→ **Saved data entries**
=====

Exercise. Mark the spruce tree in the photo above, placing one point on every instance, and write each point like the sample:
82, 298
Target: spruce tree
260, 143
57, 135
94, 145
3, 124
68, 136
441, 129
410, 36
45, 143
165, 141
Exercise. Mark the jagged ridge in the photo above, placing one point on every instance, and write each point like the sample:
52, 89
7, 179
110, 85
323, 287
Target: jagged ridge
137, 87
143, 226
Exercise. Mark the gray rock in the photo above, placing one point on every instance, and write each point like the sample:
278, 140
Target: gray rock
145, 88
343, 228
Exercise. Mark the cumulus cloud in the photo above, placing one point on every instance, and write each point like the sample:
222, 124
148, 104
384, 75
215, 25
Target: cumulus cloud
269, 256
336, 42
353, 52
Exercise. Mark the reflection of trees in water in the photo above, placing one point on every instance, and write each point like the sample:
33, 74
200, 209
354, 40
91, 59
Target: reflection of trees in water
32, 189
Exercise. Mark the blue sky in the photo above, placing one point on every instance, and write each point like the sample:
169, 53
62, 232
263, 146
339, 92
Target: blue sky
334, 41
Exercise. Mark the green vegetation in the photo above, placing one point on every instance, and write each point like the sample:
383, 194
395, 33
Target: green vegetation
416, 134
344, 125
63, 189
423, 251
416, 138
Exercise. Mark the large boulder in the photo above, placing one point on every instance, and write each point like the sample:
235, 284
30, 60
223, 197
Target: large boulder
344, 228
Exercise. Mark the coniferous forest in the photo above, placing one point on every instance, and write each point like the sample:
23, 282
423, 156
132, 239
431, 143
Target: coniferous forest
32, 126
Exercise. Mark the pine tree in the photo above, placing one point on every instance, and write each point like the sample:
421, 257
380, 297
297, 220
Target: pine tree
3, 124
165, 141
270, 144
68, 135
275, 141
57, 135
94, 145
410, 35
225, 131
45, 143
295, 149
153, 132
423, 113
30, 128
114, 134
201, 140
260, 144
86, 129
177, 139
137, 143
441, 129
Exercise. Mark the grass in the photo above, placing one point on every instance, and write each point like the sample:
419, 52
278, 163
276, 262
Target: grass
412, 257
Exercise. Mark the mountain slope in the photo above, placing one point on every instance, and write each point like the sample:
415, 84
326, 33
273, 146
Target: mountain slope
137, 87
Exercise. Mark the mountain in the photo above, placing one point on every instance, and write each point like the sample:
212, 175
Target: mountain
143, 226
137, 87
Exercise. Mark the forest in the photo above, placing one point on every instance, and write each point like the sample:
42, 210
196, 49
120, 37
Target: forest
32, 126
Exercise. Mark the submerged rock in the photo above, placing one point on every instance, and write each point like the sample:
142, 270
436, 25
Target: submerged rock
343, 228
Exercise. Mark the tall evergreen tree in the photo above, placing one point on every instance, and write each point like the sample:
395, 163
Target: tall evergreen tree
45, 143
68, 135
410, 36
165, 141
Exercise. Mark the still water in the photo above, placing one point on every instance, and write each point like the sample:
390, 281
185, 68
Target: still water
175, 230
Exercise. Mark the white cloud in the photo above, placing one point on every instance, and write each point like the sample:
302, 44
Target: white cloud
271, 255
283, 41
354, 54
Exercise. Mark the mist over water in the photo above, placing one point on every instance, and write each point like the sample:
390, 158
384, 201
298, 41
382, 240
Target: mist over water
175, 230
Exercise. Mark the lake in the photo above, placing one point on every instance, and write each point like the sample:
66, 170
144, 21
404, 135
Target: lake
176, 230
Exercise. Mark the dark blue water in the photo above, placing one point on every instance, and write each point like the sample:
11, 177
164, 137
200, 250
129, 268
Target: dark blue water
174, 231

=====

→ **Aim of the task**
Repeat every entry exactly as written above.

→ **Reply to the exercise**
Exercise. Mark the spruce tree in the photo above, placing one point on every instance, and write each point like the sample:
82, 298
Target: spruce tree
260, 143
57, 135
94, 145
3, 124
68, 136
441, 129
410, 36
45, 143
165, 141
Exercise. Mark the jagged ridge in the photo above, placing one point on every instance, and write each point like the sample:
52, 89
7, 179
110, 85
323, 287
Target: jagged ridge
137, 87
143, 226
Exercise. Mark the gray rock in the photo above, placing one point on every instance, and write each point like the sample:
278, 140
Target: gray rock
145, 88
343, 228
Exercise. Mark the cumulus cloud in the photo above, placing one point on every instance, and write each point like the sample:
222, 124
148, 104
384, 75
215, 25
Target: cumulus cloud
269, 256
336, 42
353, 52
Exercise. Mark the reflection of trees in water in the photo above, placing one point on every instance, and write each point like the sample:
33, 74
200, 209
354, 40
91, 59
Target: reflection of trees in water
32, 189
Exercise. Mark the blue sky in the photo above, placing one point on every instance, and write each point like the sample:
169, 53
62, 232
263, 146
339, 92
Target: blue sky
334, 41
Exercise. Mark the green vegetation in the photo above, placing one point on every instance, and write each point like the sample:
383, 194
395, 33
Target: green vegetation
416, 134
344, 125
63, 189
423, 251
416, 138
Exercise. Mark the large boulder in the photo above, placing one point on every instance, and write each point like the sample:
235, 284
30, 60
223, 197
Target: large boulder
344, 228
Exercise. Mark the coniferous forest in the photo above, placing one point on every instance, and write each point like the sample:
23, 282
423, 156
132, 239
431, 143
Target: coniferous forest
32, 126
Exercise. Mark the pine tree in the photo above, placing one point on every instance, and write each point like the sample:
421, 257
380, 297
297, 220
Target: pine tree
3, 124
165, 141
270, 144
68, 135
275, 141
57, 135
94, 145
410, 35
225, 131
45, 143
295, 149
153, 132
423, 113
30, 128
114, 134
201, 140
260, 144
86, 129
177, 139
137, 143
441, 129
Exercise. Mark the grass in the photo above, placing one point on every instance, and write each point like the sample:
419, 52
278, 163
276, 262
Target: grass
412, 257
Exercise. Mark the mountain slope in the photo above, placing one point on every instance, and write each point like the sample:
415, 84
326, 33
273, 146
Target: mountain slope
137, 87
Exercise. Mark the mountain in the photo above, placing one point on every instance, and write each point like the sample:
212, 175
Target: mountain
143, 226
137, 87
Exercise. Mark the forest in the photo above, placing one point on every instance, and write each point like the sample:
42, 210
196, 49
120, 37
Target: forest
32, 126
Exercise. Mark the submerged rock in the photo above, placing one point on every instance, and write each point like the sample:
142, 270
436, 25
Target: submerged rock
343, 228
Exercise. Mark the tall evergreen tree in the photo above, placing one point on every instance, and write each point like the sample:
395, 163
Target: tall evergreen tree
45, 143
68, 135
410, 36
165, 141
Exercise. Mark the still water in the photo above, placing one point on every instance, and write each point like the sample:
390, 281
185, 68
Target: still water
175, 230
Exercise. Mark the white cloud in the photo above, placing one point on every instance, and write each point like the sample:
302, 44
Target: white cloud
271, 255
283, 41
354, 54
Exercise. Mark the mist over water in the photo above, placing one point on every instance, and write each point like the sample:
390, 158
384, 201
298, 41
382, 240
Target: mist over water
175, 230
Exercise. Mark the lake in the photo above, placing one point on every instance, and write each point like the sample:
66, 170
144, 21
404, 135
Target: lake
176, 230
Exercise. Mark the dark blue water in the photo above, placing one point on every instance, and write each point like the sample:
11, 177
164, 137
200, 250
129, 268
Target: dark blue water
174, 231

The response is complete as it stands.